**PROBLEM TO WORK ON**
Render the item lines below, from the line containing "the ceiling in" through the line containing "[(387, 262)]", inclusive, as a Markdown table with the columns Row and Text, giving each line its row number and omitting blank lines.
- - - - - - -
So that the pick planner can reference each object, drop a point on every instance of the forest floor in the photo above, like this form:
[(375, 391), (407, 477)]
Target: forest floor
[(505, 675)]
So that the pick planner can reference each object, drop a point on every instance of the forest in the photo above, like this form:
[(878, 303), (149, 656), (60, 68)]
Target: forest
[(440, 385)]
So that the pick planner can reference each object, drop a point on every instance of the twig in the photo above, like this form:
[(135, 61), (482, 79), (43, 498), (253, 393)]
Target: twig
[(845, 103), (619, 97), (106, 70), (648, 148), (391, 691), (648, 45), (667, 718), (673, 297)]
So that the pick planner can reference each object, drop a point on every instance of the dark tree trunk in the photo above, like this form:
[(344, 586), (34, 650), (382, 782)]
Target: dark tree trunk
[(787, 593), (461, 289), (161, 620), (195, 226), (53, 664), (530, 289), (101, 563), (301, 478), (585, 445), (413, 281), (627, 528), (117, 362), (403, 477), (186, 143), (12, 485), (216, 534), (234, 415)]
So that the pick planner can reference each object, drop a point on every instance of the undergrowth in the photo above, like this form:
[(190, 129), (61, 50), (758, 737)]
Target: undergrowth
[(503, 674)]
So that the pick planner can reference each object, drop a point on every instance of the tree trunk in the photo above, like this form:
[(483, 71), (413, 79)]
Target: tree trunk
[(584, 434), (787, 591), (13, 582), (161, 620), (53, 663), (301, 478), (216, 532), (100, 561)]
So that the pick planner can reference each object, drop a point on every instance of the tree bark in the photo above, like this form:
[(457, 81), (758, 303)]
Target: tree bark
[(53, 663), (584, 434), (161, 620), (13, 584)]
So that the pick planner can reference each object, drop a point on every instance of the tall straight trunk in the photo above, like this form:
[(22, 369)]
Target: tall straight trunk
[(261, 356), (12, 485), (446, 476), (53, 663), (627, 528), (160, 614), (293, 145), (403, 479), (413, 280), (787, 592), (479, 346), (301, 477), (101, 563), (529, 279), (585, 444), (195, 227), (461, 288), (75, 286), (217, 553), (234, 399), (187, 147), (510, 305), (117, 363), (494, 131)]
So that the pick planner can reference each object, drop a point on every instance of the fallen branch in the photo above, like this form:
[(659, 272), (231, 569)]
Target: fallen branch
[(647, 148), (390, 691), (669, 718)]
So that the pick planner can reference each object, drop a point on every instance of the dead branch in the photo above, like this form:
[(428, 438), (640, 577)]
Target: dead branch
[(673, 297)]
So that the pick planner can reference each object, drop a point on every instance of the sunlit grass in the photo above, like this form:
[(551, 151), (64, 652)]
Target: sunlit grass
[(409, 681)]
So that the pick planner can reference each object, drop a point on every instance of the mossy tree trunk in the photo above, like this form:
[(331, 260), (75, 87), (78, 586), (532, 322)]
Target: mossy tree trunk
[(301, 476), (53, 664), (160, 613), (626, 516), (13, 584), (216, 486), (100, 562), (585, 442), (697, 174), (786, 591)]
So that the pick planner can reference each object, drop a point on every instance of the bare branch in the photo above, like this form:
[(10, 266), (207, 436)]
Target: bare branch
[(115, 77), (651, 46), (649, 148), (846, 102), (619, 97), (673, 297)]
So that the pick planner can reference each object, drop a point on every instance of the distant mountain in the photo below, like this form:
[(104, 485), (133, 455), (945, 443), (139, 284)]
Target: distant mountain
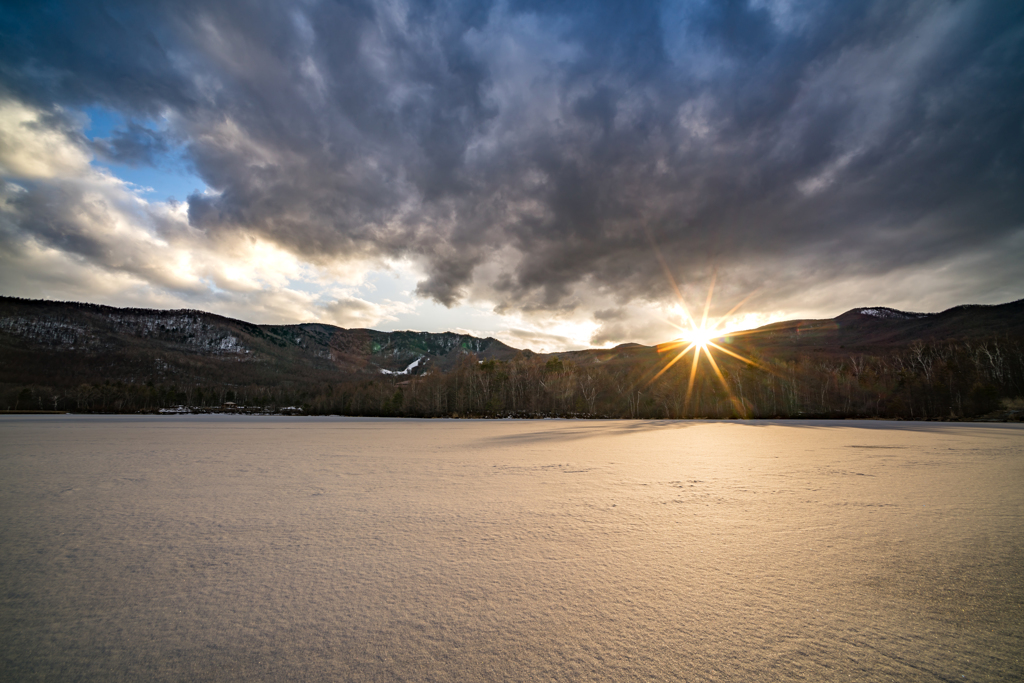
[(964, 363), (878, 329), (66, 344), (41, 339)]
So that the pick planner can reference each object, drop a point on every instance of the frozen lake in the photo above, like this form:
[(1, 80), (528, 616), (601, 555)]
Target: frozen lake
[(217, 548)]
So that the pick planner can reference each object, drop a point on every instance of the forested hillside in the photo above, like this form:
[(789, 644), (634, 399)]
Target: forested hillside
[(960, 364)]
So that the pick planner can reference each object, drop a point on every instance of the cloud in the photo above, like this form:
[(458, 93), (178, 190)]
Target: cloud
[(537, 158)]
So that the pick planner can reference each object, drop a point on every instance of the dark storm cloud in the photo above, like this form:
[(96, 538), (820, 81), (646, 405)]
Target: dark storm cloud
[(859, 136), (134, 145)]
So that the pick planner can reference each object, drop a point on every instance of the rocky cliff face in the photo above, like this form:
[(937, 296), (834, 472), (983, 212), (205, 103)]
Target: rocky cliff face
[(130, 342)]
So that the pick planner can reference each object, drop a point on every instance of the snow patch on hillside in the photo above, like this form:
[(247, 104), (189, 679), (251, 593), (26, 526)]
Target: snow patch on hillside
[(408, 370), (890, 313)]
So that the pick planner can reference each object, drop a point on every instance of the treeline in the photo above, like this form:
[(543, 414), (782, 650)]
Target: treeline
[(921, 382)]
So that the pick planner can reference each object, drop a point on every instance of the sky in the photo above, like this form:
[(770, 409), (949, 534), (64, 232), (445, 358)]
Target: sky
[(555, 174)]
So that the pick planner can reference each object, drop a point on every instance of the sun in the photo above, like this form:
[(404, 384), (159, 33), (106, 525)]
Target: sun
[(699, 336), (700, 339)]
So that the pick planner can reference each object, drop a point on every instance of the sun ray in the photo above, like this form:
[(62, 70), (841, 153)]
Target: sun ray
[(671, 364), (672, 281), (711, 291), (693, 376), (750, 361), (732, 397)]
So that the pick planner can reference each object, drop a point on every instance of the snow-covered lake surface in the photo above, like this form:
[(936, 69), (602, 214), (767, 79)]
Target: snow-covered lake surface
[(218, 548)]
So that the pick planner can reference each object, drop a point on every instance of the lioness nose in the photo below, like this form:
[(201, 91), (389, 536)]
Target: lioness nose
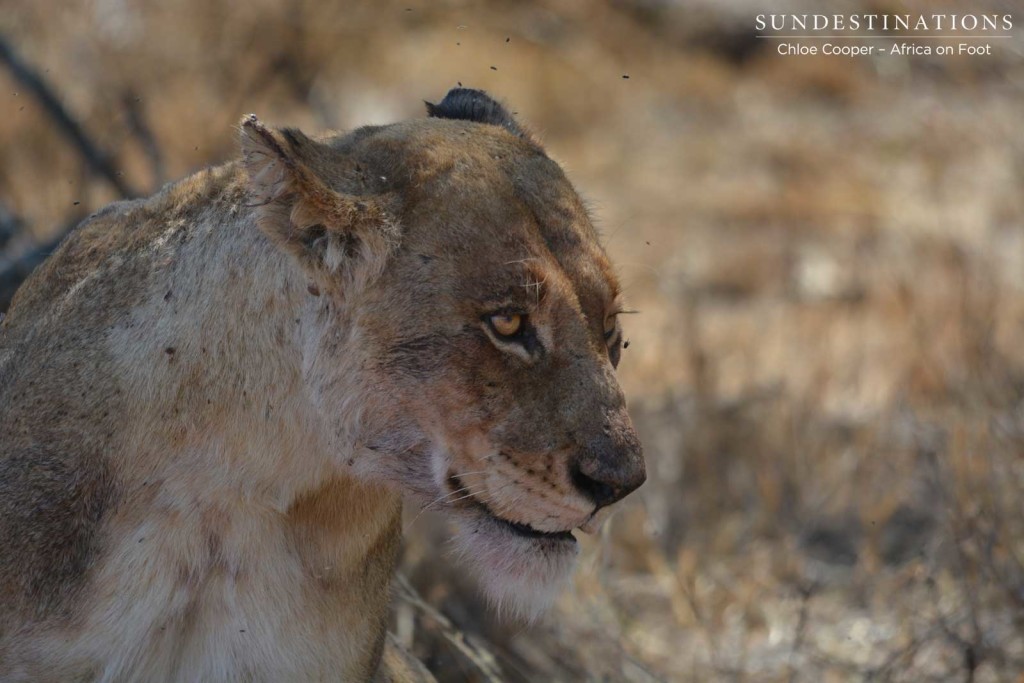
[(610, 470)]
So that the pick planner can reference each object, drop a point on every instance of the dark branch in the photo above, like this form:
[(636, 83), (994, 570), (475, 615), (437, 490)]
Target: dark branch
[(32, 81)]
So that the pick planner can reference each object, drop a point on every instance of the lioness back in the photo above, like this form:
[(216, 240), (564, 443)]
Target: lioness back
[(212, 401)]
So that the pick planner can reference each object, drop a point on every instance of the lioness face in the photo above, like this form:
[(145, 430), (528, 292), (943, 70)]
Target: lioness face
[(496, 334), (478, 331)]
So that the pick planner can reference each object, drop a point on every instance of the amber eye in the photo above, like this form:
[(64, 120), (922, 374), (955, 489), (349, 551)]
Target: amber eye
[(506, 325)]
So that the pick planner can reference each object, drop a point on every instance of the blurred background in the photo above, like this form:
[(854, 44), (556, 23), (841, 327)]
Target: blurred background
[(827, 253)]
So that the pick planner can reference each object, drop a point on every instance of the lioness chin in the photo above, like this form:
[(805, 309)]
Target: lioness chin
[(212, 399)]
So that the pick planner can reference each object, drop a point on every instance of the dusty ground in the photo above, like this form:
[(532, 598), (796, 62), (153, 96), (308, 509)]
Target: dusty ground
[(828, 259)]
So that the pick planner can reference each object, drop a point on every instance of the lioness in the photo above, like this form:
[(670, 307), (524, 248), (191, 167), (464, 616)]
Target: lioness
[(212, 400)]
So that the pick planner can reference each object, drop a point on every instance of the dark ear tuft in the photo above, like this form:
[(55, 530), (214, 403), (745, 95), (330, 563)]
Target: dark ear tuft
[(470, 104)]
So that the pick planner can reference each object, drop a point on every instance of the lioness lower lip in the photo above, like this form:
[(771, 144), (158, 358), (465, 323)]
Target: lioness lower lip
[(593, 525)]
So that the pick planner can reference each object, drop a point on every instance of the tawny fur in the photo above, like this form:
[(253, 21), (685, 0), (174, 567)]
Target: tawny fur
[(212, 399)]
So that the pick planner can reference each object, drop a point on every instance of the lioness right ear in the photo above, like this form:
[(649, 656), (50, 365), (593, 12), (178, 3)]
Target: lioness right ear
[(330, 232)]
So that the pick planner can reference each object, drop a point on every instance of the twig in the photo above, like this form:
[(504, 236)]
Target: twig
[(143, 133), (483, 660), (10, 225), (31, 80), (13, 269)]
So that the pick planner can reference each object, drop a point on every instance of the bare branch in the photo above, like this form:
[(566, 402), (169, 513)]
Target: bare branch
[(97, 161)]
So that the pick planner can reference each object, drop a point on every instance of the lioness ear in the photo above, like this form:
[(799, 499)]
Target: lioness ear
[(330, 232)]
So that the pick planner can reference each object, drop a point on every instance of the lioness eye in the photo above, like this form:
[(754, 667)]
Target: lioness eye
[(507, 325)]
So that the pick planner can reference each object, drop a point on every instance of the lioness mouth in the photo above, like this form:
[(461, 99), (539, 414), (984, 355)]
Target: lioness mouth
[(519, 528)]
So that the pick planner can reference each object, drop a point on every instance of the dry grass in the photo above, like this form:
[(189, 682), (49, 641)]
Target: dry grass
[(828, 256)]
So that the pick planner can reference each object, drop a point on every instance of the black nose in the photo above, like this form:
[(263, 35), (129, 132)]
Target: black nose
[(607, 473)]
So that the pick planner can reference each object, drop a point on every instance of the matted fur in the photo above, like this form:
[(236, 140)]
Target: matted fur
[(212, 400)]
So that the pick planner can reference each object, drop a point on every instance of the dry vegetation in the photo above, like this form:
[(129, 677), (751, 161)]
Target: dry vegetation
[(828, 257)]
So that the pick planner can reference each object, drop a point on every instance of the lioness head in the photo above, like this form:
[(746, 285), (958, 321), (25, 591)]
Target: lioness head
[(470, 328)]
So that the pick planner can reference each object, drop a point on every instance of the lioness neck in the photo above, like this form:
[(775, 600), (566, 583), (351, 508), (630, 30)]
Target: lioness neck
[(233, 520)]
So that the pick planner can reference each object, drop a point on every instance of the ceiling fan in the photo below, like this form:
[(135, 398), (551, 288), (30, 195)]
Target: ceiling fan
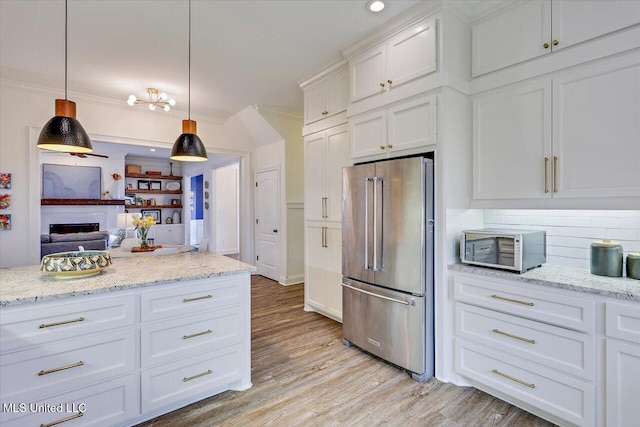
[(84, 155)]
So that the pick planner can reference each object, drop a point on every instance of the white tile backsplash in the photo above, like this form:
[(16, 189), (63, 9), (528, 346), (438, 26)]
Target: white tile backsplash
[(571, 232)]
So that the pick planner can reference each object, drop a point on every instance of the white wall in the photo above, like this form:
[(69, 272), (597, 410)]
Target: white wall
[(571, 232), (23, 112)]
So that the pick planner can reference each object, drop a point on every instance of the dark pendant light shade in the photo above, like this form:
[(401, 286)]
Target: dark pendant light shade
[(188, 147), (63, 132)]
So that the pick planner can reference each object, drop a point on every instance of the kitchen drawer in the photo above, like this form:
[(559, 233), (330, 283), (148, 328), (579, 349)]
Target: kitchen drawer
[(520, 300), (179, 338), (623, 321), (201, 295), (567, 351), (41, 323), (108, 404), (83, 361), (193, 378), (532, 386)]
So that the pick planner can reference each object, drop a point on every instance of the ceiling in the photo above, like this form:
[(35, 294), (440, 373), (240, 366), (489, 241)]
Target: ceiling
[(244, 52)]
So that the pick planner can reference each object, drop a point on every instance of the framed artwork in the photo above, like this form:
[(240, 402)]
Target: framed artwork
[(71, 182), (5, 181), (5, 222), (5, 201), (153, 213)]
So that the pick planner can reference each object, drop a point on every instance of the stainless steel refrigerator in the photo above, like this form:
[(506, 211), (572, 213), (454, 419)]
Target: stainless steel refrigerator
[(387, 262)]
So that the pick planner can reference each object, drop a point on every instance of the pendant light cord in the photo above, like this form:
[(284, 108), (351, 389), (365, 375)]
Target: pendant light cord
[(66, 48), (189, 59)]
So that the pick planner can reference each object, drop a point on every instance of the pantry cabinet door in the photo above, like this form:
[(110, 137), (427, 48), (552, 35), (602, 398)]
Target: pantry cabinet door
[(596, 130), (578, 21), (515, 34), (511, 140), (412, 53)]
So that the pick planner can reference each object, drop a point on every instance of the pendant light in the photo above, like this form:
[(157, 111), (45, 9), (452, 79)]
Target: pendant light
[(63, 132), (189, 147)]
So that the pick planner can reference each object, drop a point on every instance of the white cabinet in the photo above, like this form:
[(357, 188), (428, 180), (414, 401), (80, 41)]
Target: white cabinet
[(525, 30), (401, 126), (529, 347), (323, 276), (326, 98), (326, 153), (402, 58), (169, 234), (574, 135), (622, 364)]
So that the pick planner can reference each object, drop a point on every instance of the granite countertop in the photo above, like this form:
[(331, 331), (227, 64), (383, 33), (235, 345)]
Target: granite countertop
[(24, 285), (573, 279)]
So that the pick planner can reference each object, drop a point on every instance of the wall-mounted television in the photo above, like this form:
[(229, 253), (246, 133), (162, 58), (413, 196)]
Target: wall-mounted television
[(71, 182)]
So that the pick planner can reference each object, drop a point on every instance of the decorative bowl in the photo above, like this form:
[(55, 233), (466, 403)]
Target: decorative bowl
[(69, 265)]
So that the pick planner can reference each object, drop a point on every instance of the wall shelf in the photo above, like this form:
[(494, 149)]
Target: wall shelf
[(83, 202)]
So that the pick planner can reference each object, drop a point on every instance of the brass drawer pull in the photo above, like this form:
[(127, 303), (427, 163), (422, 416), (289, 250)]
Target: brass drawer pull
[(512, 300), (197, 298), (186, 337), (509, 377), (506, 334), (62, 368), (207, 372), (64, 322), (63, 420)]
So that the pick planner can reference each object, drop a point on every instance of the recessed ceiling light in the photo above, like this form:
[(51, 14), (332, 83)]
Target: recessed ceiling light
- - - - - - -
**OUTPUT FOR THIS TASK**
| Row | Text |
|---|---|
| 1 | So that the pick planner can reference each object, drop a point on every instance of the ceiling in the photo above, like this form: |
| 2 | [(35, 294), (440, 373), (240, 366), (489, 241)] |
| 3 | Target: ceiling |
| 4 | [(244, 52)] |
| 5 | So that the pick planner can reference each object, drop a point on every instance of the framed artwork in the photo above, like this form: |
| 6 | [(240, 402)] |
| 7 | Target: framed artwork |
| 8 | [(71, 182), (5, 181), (5, 222), (5, 201), (153, 213)] |
| 9 | So that the pick planner can reference each object, drop a point on every instance of the stainless steel refrigerator in the photo above, like this form: |
| 10 | [(506, 211), (572, 213), (454, 419)] |
| 11 | Target: stainless steel refrigerator |
| 12 | [(387, 262)] |